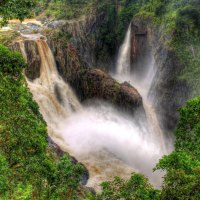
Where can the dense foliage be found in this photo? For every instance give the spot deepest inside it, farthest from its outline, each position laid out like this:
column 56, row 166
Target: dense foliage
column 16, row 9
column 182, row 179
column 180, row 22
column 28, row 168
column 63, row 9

--

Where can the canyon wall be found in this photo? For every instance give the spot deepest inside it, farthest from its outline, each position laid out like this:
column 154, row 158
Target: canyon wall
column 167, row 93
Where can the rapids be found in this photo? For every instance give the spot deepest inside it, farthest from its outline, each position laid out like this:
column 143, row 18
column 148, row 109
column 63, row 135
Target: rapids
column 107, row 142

Exercise aim
Can you repeat, word for word, every line from the one containing "Where can the dense" down to the one containing "column 63, row 9"?

Output of the exercise
Where can the dense foliage be found in this photo? For every instance give the spot deepest inside it, farthest from its outline, each position laid out like this:
column 56, row 166
Target: dense foliage
column 16, row 9
column 182, row 179
column 180, row 22
column 28, row 168
column 63, row 9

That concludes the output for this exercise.